→ EXERCISE SET
A: Return the stretch of the essay on smoking and addiction from "When my family" through "toward the doors.", copied word for word.
B: Resume the essay on smoking and addiction from the point where it stops.

*** Opening of QUOTED PASSAGE ***

When my family relocated from California to Nebraska in 1992, so my parents could retire near where they grew up, I immediately noticed how many people smoked. My first job, behind the convenience store counter, involved accessing the tobacco rack for customers, a position for which I now suspect I was technically underage. While it wouldn’t be accurate to say most purchases included packs of smokes, enough did to worry me.

At that time, still under the sway of neoliberal political thinking, I would’ve never attributed economic reasoning to personal habits. I just wondered why smoking seemed so pervasive in Nebraska culture compared to California. Though I knew smokers Out West, they remained primarily obscure, pursuing their habits less blatantly. My workplace never completely stopped at smoke-break time, as it did in Nebraska, where smokers herded, lemming-like, toward the doors.

But thinking about my father’s struggling health, I realized I did see something similar in California. Though people smoking weed and consuming other drugs needed to maintain more cover than smokers do, the same basic behavior obtained. People embraced work, school, and other mandatory responsibilities as clear-headed as circumstances allowed, then when duty ended, they raced headlong to whatever substance made them feel human again. Legal or otherwise.

Addiction specialist Gabor Maté writes that understanding substance addicts in terms of recreational users is mistaken. Some people smoke weed, inject heroin, snort cocaine, and consume other drugs because their substances make them feel good. Addicts don’t want to feel good, however; they want to feel normal. They want whatever suffering infects their sober lives to vanish under the comforting glow of their favored substance, even for an hour.

*** Close of QUOTED PASSAGE ***
*** Opening of DATA SECTION ***

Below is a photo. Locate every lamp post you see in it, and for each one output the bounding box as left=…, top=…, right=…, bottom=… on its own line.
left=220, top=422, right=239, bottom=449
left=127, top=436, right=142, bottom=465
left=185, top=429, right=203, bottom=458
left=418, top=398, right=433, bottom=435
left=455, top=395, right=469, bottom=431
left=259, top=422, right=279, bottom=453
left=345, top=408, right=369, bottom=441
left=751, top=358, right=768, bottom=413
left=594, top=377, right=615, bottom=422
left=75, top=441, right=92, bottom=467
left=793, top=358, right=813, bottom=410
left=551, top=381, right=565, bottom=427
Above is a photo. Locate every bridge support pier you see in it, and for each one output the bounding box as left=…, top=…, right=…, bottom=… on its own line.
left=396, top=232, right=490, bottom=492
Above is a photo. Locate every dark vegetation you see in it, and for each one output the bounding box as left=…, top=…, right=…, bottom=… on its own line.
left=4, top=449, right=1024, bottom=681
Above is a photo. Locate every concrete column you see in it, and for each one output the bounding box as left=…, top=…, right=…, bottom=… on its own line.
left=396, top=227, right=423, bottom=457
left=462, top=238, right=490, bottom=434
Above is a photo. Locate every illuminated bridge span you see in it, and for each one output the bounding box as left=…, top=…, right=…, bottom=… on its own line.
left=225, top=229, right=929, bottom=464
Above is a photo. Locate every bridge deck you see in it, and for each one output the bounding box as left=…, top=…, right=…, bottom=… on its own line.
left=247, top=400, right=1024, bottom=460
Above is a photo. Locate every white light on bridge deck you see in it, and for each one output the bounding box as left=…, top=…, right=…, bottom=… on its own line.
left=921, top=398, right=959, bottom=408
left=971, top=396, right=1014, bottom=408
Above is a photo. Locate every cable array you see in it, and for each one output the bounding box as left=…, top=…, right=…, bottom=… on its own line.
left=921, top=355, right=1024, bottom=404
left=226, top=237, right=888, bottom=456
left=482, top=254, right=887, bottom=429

*** Close of DATA SECTION ***

→ OUTPUTS IN ORDER
A:
When my family relocated from California to Nebraska in 1992, so my parents could retire near where they grew up, I immediately noticed how many people smoked. My first job, behind the convenience store counter, involved accessing the tobacco rack for customers, a position for which I now suspect I was technically underage. While it wouldn’t be accurate to say most purchases included packs of smokes, enough did to worry me.

At that time, still under the sway of neoliberal political thinking, I would’ve never attributed economic reasoning to personal habits. I just wondered why smoking seemed so pervasive in Nebraska culture compared to California. Though I knew smokers Out West, they remained primarily obscure, pursuing their habits less blatantly. My workplace never completely stopped at smoke-break time, as it did in Nebraska, where smokers herded, lemming-like, toward the doors.

B:
Cocaine and heroin are painkillers. Before they became illegal, snake-oil salesmen included these drugs in their patent medicines because, no matter whatever else their concoctions included, Peruvian marching powder made the pain go away. So when considering what turns people into coke or smack addicts, or what hooks people on other painkillers like alcohol or Vicodin, we must look not at the drugs, but at whatever pain needs killed.


Nicotine and cannabis, however, aren’t painkillers. Like Valium, another widely abused substance, they’re anti-anxiety drugs. When jitters paralyze you, having a smoke, a toke, or a tab of V really drains the tension. So if painkillers require us to find the user’s unexamined pain, logic dictates, anti-anxiety drugs require us to find the unexamined anxiety. Why would a 14-year-old from bucolic western Nebraska have anxieties that need smoked out?

Rural life is frequently precarious. The principal economic driver, farming, is constantly subject to weather, market fluctuations, and other forces individuals cannot control. Dips in commodity prices take money from farmers, but also from businesses dependent on farmers, like equipment dealers, small-town banks, and entire rural downtowns. Despite tough-talking individualist myths, rural and small-town people, the western Nebraska population, live constantly at the verge of a sheer cliff.

Compare big-city life. Even after the collapse of 2008, the financial services sector remains America’s largest industry, in dollar terms. People wager massive fortunes on a 24-hour cycle. As we learned during the last economic contraction, financial services operates like a casino, plying big winners with rewards to keep them at the table. In Vegas, the rewards include comped drinks. One icon of bankers’ lifestyles is the three-martini lunch.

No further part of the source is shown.